## ABOUT THIS TASK
Lines outside the range are not wanted. Give again exactly the lines between the line holding "Target: black leather shoe" and the line holding "Target: horse front leg", inclusive, from the listing below.

## SUPPLIED DATA
————

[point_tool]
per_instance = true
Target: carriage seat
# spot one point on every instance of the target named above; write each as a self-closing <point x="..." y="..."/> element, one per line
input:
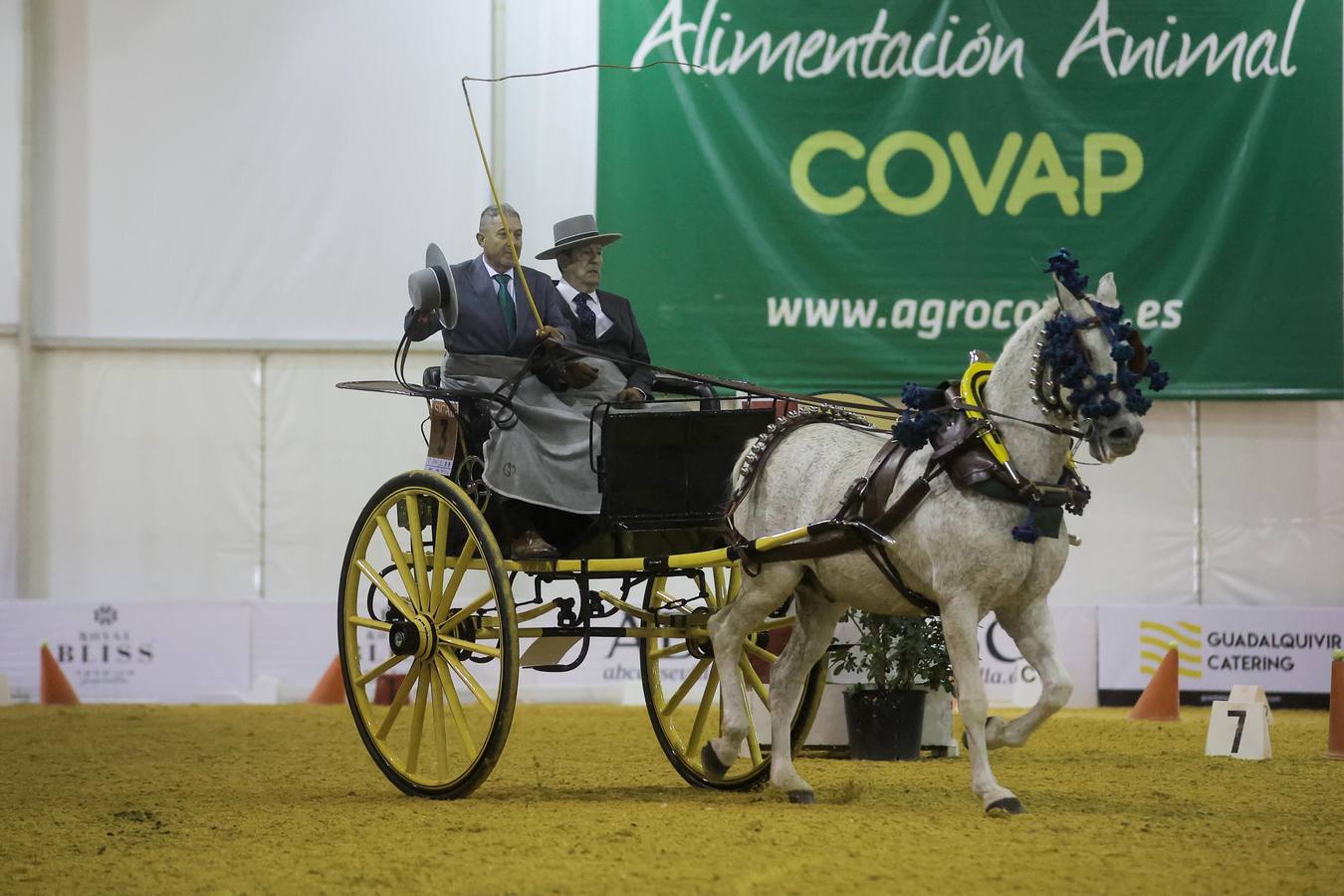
<point x="665" y="384"/>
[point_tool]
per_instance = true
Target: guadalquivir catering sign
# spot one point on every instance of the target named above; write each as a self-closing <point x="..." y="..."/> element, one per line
<point x="1283" y="649"/>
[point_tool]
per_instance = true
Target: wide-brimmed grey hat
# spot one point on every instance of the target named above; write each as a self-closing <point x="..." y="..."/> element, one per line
<point x="433" y="288"/>
<point x="575" y="231"/>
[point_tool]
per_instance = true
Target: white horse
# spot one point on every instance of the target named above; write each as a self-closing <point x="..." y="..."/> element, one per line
<point x="957" y="549"/>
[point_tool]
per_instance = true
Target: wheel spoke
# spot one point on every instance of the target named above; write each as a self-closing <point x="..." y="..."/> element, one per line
<point x="755" y="680"/>
<point x="469" y="680"/>
<point x="379" y="669"/>
<point x="369" y="623"/>
<point x="399" y="700"/>
<point x="702" y="716"/>
<point x="418" y="551"/>
<point x="454" y="704"/>
<point x="759" y="652"/>
<point x="669" y="652"/>
<point x="398" y="558"/>
<point x="717" y="595"/>
<point x="440" y="726"/>
<point x="473" y="646"/>
<point x="392" y="598"/>
<point x="418" y="720"/>
<point x="464" y="559"/>
<point x="753" y="742"/>
<point x="675" y="700"/>
<point x="456" y="619"/>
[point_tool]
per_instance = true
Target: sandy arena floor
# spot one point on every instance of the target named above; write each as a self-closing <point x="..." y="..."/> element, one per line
<point x="285" y="799"/>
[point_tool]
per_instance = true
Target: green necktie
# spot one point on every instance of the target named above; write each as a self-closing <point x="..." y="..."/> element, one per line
<point x="507" y="307"/>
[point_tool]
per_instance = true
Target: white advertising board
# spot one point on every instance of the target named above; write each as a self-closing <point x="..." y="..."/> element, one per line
<point x="130" y="652"/>
<point x="1286" y="650"/>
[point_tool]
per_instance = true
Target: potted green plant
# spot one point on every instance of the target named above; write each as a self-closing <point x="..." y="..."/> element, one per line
<point x="902" y="658"/>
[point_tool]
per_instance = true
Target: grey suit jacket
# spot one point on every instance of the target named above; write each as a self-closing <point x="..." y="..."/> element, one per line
<point x="622" y="337"/>
<point x="480" y="323"/>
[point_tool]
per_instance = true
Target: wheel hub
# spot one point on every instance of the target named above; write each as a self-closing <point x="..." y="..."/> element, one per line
<point x="413" y="637"/>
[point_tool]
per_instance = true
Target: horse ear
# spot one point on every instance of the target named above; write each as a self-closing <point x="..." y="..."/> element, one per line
<point x="1067" y="301"/>
<point x="1106" y="291"/>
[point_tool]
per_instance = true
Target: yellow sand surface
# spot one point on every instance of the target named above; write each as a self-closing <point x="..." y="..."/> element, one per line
<point x="119" y="799"/>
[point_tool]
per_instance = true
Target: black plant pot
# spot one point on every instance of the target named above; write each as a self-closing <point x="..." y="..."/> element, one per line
<point x="884" y="724"/>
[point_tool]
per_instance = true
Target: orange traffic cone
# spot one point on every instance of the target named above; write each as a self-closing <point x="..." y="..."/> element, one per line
<point x="330" y="687"/>
<point x="54" y="685"/>
<point x="1160" y="700"/>
<point x="1336" y="749"/>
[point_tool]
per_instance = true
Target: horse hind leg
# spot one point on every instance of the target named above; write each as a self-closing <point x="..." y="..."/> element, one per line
<point x="812" y="633"/>
<point x="728" y="629"/>
<point x="960" y="618"/>
<point x="1032" y="630"/>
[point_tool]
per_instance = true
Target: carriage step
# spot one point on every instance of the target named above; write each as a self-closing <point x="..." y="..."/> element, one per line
<point x="548" y="652"/>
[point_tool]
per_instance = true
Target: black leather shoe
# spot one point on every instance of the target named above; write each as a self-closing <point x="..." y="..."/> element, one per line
<point x="531" y="546"/>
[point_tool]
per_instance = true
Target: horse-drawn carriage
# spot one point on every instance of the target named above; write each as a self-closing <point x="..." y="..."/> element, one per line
<point x="432" y="618"/>
<point x="426" y="592"/>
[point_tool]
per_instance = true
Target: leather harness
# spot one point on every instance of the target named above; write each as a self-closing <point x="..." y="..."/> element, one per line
<point x="864" y="520"/>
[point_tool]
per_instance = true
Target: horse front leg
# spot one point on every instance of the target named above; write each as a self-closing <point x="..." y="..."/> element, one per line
<point x="1033" y="631"/>
<point x="729" y="627"/>
<point x="816" y="623"/>
<point x="960" y="618"/>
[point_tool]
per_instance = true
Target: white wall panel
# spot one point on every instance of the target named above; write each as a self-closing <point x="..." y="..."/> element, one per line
<point x="550" y="145"/>
<point x="11" y="146"/>
<point x="327" y="452"/>
<point x="1139" y="530"/>
<point x="257" y="168"/>
<point x="8" y="473"/>
<point x="146" y="483"/>
<point x="1273" y="503"/>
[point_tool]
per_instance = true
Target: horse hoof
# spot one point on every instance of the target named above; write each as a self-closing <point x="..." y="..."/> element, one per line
<point x="965" y="743"/>
<point x="714" y="768"/>
<point x="1006" y="806"/>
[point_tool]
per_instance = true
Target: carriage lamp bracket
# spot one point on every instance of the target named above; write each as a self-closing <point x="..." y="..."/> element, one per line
<point x="427" y="511"/>
<point x="392" y="612"/>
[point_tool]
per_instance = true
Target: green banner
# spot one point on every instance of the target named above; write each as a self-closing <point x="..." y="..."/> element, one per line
<point x="849" y="196"/>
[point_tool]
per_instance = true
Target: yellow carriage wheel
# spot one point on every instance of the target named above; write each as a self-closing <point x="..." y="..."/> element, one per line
<point x="427" y="637"/>
<point x="682" y="685"/>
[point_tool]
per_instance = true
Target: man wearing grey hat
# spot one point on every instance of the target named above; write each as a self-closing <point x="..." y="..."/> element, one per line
<point x="494" y="314"/>
<point x="599" y="319"/>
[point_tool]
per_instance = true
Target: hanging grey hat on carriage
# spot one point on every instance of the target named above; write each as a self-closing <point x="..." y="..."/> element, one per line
<point x="433" y="288"/>
<point x="575" y="231"/>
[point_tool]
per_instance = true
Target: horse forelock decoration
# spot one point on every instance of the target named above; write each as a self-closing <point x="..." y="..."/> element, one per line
<point x="1071" y="371"/>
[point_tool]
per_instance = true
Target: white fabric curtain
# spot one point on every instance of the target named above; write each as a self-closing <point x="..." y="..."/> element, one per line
<point x="1273" y="503"/>
<point x="8" y="474"/>
<point x="327" y="452"/>
<point x="250" y="169"/>
<point x="149" y="476"/>
<point x="272" y="171"/>
<point x="11" y="146"/>
<point x="1139" y="531"/>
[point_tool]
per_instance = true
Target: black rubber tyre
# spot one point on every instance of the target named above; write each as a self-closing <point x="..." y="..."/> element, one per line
<point x="444" y="604"/>
<point x="683" y="731"/>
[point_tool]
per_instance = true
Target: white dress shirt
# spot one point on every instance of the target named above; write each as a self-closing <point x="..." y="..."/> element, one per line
<point x="602" y="322"/>
<point x="491" y="273"/>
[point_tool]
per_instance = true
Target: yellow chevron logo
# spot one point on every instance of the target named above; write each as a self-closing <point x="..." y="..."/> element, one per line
<point x="1156" y="637"/>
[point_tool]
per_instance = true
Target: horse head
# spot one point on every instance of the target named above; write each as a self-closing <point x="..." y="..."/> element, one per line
<point x="1090" y="367"/>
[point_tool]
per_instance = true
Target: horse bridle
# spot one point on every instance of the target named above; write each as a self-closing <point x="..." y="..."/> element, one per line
<point x="1044" y="380"/>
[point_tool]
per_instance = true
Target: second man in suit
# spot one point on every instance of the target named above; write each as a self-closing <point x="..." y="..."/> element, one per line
<point x="599" y="319"/>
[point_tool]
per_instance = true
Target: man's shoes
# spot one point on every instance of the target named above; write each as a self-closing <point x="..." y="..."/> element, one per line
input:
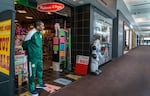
<point x="42" y="86"/>
<point x="34" y="93"/>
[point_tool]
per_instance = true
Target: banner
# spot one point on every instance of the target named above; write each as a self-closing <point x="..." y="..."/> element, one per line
<point x="5" y="36"/>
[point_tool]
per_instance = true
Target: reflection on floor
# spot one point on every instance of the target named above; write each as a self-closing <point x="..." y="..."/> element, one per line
<point x="48" y="77"/>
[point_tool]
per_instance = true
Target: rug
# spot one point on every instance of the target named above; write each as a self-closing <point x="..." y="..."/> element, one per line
<point x="62" y="81"/>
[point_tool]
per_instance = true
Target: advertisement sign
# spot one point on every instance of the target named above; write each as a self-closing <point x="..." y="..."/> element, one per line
<point x="50" y="7"/>
<point x="5" y="32"/>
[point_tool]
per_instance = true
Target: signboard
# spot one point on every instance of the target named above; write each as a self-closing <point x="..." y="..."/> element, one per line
<point x="82" y="59"/>
<point x="5" y="32"/>
<point x="50" y="7"/>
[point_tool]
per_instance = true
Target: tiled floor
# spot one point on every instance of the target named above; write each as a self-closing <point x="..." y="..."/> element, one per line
<point x="48" y="76"/>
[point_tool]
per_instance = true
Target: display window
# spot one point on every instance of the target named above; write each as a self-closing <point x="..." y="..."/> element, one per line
<point x="56" y="40"/>
<point x="102" y="26"/>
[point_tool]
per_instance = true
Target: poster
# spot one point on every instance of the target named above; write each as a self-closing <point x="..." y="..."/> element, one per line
<point x="5" y="35"/>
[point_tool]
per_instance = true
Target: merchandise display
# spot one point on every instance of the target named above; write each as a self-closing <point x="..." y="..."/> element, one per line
<point x="103" y="27"/>
<point x="101" y="45"/>
<point x="21" y="68"/>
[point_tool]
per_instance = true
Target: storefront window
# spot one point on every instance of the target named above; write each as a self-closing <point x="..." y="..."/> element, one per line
<point x="103" y="26"/>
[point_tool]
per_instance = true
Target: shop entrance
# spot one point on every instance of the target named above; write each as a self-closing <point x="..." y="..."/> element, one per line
<point x="25" y="18"/>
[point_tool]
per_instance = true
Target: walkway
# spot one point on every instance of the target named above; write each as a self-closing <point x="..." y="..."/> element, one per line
<point x="128" y="75"/>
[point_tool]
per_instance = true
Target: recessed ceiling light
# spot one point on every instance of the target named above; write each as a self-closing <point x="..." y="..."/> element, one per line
<point x="49" y="13"/>
<point x="15" y="2"/>
<point x="28" y="17"/>
<point x="16" y="20"/>
<point x="21" y="11"/>
<point x="81" y="2"/>
<point x="74" y="0"/>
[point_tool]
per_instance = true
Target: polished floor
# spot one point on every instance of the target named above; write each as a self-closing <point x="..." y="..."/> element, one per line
<point x="128" y="75"/>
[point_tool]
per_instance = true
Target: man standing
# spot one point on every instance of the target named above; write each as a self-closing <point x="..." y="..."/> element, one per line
<point x="33" y="44"/>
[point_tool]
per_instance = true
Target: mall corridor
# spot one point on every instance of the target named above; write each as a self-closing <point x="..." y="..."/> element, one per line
<point x="128" y="75"/>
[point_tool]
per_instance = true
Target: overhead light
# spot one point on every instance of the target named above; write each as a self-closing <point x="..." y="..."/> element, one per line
<point x="81" y="2"/>
<point x="16" y="20"/>
<point x="74" y="0"/>
<point x="15" y="2"/>
<point x="28" y="17"/>
<point x="49" y="13"/>
<point x="21" y="11"/>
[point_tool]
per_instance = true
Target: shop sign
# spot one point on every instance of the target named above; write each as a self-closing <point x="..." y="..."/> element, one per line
<point x="5" y="32"/>
<point x="50" y="7"/>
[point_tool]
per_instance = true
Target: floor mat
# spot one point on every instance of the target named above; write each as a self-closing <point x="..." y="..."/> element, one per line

————

## RESPONSE AREA
Target: black leather shoe
# spot one point on every instance of the target named above; write each as a self-closing <point x="..." y="..."/> element, one per line
<point x="531" y="546"/>
[point_tool]
per_instance = true
Target: horse-drawn carriage
# spot one point on every instance of the target named above; write each as a self-closing <point x="..." y="..."/> element, one per line
<point x="432" y="618"/>
<point x="426" y="592"/>
[point_tool]
per_instance = true
Target: leather harness
# spot one point on every instance of the target named above; write each as a self-closing <point x="..." y="..."/> element, one per line
<point x="864" y="520"/>
[point_tool]
per_instance = true
Target: horse front leg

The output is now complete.